- **To do**
Restate the whole of the data verbatim, omitting nothing.

- **Data extracts**
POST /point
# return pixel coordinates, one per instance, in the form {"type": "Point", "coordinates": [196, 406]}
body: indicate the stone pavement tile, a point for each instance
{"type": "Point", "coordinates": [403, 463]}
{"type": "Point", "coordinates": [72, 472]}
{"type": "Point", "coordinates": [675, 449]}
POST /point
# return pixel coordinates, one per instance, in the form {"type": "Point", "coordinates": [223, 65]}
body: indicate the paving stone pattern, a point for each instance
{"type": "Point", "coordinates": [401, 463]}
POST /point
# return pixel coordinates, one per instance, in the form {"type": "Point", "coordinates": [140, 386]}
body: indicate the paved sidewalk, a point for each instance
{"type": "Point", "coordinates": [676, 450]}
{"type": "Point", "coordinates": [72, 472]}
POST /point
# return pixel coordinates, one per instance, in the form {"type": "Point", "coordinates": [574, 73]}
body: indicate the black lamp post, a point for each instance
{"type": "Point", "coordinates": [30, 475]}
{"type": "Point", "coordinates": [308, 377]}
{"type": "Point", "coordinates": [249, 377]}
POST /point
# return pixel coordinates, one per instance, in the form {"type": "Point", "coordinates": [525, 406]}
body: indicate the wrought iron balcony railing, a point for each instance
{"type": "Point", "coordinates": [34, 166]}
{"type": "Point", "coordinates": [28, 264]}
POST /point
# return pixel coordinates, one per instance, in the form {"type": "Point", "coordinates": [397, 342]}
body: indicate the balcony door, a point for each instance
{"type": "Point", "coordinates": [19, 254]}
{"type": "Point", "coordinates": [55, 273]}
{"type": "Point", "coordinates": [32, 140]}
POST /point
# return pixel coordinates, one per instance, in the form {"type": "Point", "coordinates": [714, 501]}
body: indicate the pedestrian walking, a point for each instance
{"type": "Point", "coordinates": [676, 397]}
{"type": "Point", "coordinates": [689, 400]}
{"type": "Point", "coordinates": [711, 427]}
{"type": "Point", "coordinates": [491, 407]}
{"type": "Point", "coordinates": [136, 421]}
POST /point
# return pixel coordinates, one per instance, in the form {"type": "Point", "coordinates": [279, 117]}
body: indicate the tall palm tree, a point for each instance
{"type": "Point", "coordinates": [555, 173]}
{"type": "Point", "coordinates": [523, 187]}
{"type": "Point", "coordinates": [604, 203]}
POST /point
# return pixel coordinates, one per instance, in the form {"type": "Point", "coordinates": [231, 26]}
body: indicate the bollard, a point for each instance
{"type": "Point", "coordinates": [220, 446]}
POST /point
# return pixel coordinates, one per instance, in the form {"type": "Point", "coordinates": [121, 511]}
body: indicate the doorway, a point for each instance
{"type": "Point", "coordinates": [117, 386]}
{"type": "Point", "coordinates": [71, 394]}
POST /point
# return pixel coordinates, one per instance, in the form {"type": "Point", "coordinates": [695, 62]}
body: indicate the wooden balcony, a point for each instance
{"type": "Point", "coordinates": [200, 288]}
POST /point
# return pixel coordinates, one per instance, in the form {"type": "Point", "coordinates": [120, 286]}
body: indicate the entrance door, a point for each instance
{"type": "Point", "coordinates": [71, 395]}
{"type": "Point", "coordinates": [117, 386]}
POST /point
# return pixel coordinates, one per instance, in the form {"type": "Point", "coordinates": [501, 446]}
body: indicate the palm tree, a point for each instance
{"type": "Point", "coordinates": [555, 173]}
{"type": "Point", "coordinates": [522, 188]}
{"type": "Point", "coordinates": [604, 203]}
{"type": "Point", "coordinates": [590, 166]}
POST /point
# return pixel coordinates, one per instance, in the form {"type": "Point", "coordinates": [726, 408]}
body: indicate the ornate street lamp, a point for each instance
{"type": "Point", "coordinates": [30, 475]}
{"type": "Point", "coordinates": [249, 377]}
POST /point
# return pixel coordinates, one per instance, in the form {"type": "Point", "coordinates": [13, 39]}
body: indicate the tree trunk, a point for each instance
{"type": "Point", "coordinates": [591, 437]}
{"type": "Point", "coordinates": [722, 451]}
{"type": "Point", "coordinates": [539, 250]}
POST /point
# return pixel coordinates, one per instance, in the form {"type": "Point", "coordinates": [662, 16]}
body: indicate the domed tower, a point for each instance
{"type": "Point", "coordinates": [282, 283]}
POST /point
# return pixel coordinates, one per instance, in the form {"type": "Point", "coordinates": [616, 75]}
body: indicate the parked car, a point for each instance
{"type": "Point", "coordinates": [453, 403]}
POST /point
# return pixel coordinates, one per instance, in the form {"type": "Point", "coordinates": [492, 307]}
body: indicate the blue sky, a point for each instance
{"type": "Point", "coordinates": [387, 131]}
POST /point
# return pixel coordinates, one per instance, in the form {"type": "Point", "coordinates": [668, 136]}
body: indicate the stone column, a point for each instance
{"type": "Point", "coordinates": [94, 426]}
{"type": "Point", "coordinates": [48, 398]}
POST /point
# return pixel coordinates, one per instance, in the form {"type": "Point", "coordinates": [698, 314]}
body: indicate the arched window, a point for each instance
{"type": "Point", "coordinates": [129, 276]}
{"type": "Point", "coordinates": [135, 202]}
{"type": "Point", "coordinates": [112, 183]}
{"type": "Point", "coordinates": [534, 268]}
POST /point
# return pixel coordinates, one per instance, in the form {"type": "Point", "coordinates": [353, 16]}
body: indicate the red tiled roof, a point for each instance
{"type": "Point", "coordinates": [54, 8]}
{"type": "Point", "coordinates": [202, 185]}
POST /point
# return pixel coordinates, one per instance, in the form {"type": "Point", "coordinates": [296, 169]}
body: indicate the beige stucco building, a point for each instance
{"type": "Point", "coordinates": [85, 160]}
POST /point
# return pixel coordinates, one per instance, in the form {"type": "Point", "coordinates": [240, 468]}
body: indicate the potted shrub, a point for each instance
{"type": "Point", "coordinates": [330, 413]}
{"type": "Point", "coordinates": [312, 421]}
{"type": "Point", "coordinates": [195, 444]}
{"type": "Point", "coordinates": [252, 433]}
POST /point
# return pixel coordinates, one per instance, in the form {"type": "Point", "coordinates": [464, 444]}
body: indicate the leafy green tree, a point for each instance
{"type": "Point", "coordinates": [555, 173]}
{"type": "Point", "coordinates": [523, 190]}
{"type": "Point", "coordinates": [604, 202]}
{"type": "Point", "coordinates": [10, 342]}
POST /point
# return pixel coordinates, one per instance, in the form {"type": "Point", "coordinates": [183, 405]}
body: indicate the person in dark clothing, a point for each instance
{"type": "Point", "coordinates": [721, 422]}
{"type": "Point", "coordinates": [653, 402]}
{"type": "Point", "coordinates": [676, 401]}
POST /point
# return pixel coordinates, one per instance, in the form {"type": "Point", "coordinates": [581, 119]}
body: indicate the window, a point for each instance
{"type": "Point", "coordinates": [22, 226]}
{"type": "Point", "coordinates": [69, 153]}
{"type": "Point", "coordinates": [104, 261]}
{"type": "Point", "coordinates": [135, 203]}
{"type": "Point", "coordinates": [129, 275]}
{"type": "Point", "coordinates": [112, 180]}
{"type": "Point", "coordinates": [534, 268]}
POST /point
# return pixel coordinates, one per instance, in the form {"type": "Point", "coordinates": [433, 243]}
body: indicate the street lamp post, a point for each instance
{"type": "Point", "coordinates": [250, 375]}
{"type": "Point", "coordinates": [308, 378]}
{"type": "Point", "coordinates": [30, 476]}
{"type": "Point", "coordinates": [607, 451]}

- **Written answer**
POST /point
# return pixel coordinates, one per instance, in the form {"type": "Point", "coordinates": [196, 406]}
body: indicate the stone pavement tile, a point for each instance
{"type": "Point", "coordinates": [403, 463]}
{"type": "Point", "coordinates": [72, 472]}
{"type": "Point", "coordinates": [675, 449]}
POST /point
# return pixel coordinates, one per instance, in the form {"type": "Point", "coordinates": [223, 65]}
body: indicate the paving stone pattern, a point for each instance
{"type": "Point", "coordinates": [401, 463]}
POST /point
# return pixel coordinates, one per instance, in the form {"type": "Point", "coordinates": [140, 386]}
body: indicate the paved sidewalk, a point for each instance
{"type": "Point", "coordinates": [676, 450]}
{"type": "Point", "coordinates": [72, 472]}
POST /point
# return pixel coordinates, one per instance, in the form {"type": "Point", "coordinates": [574, 73]}
body: indicate the black lamp post, a point for each instance
{"type": "Point", "coordinates": [30, 475]}
{"type": "Point", "coordinates": [308, 377]}
{"type": "Point", "coordinates": [249, 377]}
POST /point
# return pixel coordinates, one per instance, in the form {"type": "Point", "coordinates": [525, 406]}
body: indicate the wrought iron balcony railing, a point for each instance
{"type": "Point", "coordinates": [34, 166]}
{"type": "Point", "coordinates": [28, 264]}
POST /point
# return pixel coordinates, one per instance, in the form {"type": "Point", "coordinates": [397, 342]}
body: indicate the balcony door, a point for each instance
{"type": "Point", "coordinates": [19, 254]}
{"type": "Point", "coordinates": [55, 273]}
{"type": "Point", "coordinates": [32, 140]}
POST /point
# return pixel coordinates, one per instance, in the form {"type": "Point", "coordinates": [714, 501]}
body: indicate the pedestrian walking, a point for each instance
{"type": "Point", "coordinates": [676, 397]}
{"type": "Point", "coordinates": [689, 400]}
{"type": "Point", "coordinates": [711, 427]}
{"type": "Point", "coordinates": [491, 407]}
{"type": "Point", "coordinates": [136, 421]}
POST /point
# return pixel coordinates, one per instance, in the form {"type": "Point", "coordinates": [279, 117]}
body: indicate the tall palm tree, a point for each instance
{"type": "Point", "coordinates": [555, 173]}
{"type": "Point", "coordinates": [523, 187]}
{"type": "Point", "coordinates": [604, 203]}
POST /point
# return pixel coordinates, one per instance, in the form {"type": "Point", "coordinates": [231, 26]}
body: indicate the bollard, a point for each instance
{"type": "Point", "coordinates": [220, 446]}
POST /point
# return pixel coordinates, one per instance, in the form {"type": "Point", "coordinates": [121, 511]}
body: indicate the doorway, a point for each instance
{"type": "Point", "coordinates": [117, 386]}
{"type": "Point", "coordinates": [71, 394]}
POST /point
# return pixel coordinates, one per instance, in the form {"type": "Point", "coordinates": [695, 62]}
body: indicate the wooden balcony, a point for each instance
{"type": "Point", "coordinates": [200, 288]}
POST /point
# return pixel coordinates, one per instance, in the form {"type": "Point", "coordinates": [120, 286]}
body: indicate the entrance door, a point for each instance
{"type": "Point", "coordinates": [71, 395]}
{"type": "Point", "coordinates": [117, 386]}
POST /point
# return pixel coordinates, one per instance, in the form {"type": "Point", "coordinates": [501, 446]}
body: indicate the palm tree, a point for each instance
{"type": "Point", "coordinates": [555, 173]}
{"type": "Point", "coordinates": [522, 188]}
{"type": "Point", "coordinates": [604, 203]}
{"type": "Point", "coordinates": [590, 166]}
POST /point
# return pixel coordinates, one per instance, in the form {"type": "Point", "coordinates": [726, 408]}
body: indicate the ornate street lamp, a point for each instance
{"type": "Point", "coordinates": [30, 475]}
{"type": "Point", "coordinates": [249, 377]}
POST /point
# return pixel coordinates, one per instance, in the form {"type": "Point", "coordinates": [13, 39]}
body: indicate the tree trunk, a point for each instance
{"type": "Point", "coordinates": [591, 437]}
{"type": "Point", "coordinates": [722, 451]}
{"type": "Point", "coordinates": [539, 250]}
POST /point
# return pixel coordinates, one per instance, in the form {"type": "Point", "coordinates": [662, 16]}
body: indicate the domed tower, a point for each instance
{"type": "Point", "coordinates": [282, 283]}
POST /point
# return pixel coordinates, one per instance, in the form {"type": "Point", "coordinates": [616, 75]}
body: indicate the parked car, a point for each instance
{"type": "Point", "coordinates": [453, 403]}
POST /point
# return pixel coordinates, one per instance, in the form {"type": "Point", "coordinates": [492, 307]}
body: indicate the blue sky, a point for each instance
{"type": "Point", "coordinates": [387, 131]}
POST /point
# return pixel coordinates, one per instance, in the form {"type": "Point", "coordinates": [668, 136]}
body: indicate the stone column, a point for each instance
{"type": "Point", "coordinates": [94, 426]}
{"type": "Point", "coordinates": [48, 398]}
POST /point
# return pixel coordinates, one per instance, in the form {"type": "Point", "coordinates": [698, 314]}
body: indicate the arched window, a point for each instance
{"type": "Point", "coordinates": [129, 276]}
{"type": "Point", "coordinates": [135, 202]}
{"type": "Point", "coordinates": [112, 183]}
{"type": "Point", "coordinates": [534, 268]}
POST /point
# return pixel coordinates, one per instance, in the form {"type": "Point", "coordinates": [353, 16]}
body: indicate the red tiled roof, a point for each instance
{"type": "Point", "coordinates": [54, 8]}
{"type": "Point", "coordinates": [202, 185]}
POST /point
# return pixel coordinates, one per instance, in the form {"type": "Point", "coordinates": [296, 169]}
body: indicate the beige stucco building, a point for each instance
{"type": "Point", "coordinates": [85, 160]}
POST /point
# return pixel coordinates, one per instance, in the form {"type": "Point", "coordinates": [240, 468]}
body: indicate the potted shrub, a point for each instance
{"type": "Point", "coordinates": [330, 413]}
{"type": "Point", "coordinates": [312, 421]}
{"type": "Point", "coordinates": [195, 444]}
{"type": "Point", "coordinates": [252, 433]}
POST /point
# return pixel coordinates, one per instance, in the form {"type": "Point", "coordinates": [464, 444]}
body: indicate the leafy green tree, a point for each instance
{"type": "Point", "coordinates": [555, 173]}
{"type": "Point", "coordinates": [523, 190]}
{"type": "Point", "coordinates": [604, 202]}
{"type": "Point", "coordinates": [10, 342]}
POST /point
# return pixel coordinates, one per instance, in the form {"type": "Point", "coordinates": [183, 405]}
body: indicate the person in dark clothing, a point for each instance
{"type": "Point", "coordinates": [721, 422]}
{"type": "Point", "coordinates": [653, 402]}
{"type": "Point", "coordinates": [676, 401]}
POST /point
# return pixel coordinates, one per instance, in the form {"type": "Point", "coordinates": [581, 119]}
body: indicate the window, a point for each instance
{"type": "Point", "coordinates": [22, 226]}
{"type": "Point", "coordinates": [69, 153]}
{"type": "Point", "coordinates": [104, 261]}
{"type": "Point", "coordinates": [135, 203]}
{"type": "Point", "coordinates": [129, 275]}
{"type": "Point", "coordinates": [112, 180]}
{"type": "Point", "coordinates": [534, 268]}
POST /point
# return pixel coordinates, one per instance, in the form {"type": "Point", "coordinates": [433, 243]}
body: indicate the street lamp post, a point for each instance
{"type": "Point", "coordinates": [250, 375]}
{"type": "Point", "coordinates": [308, 378]}
{"type": "Point", "coordinates": [30, 476]}
{"type": "Point", "coordinates": [607, 451]}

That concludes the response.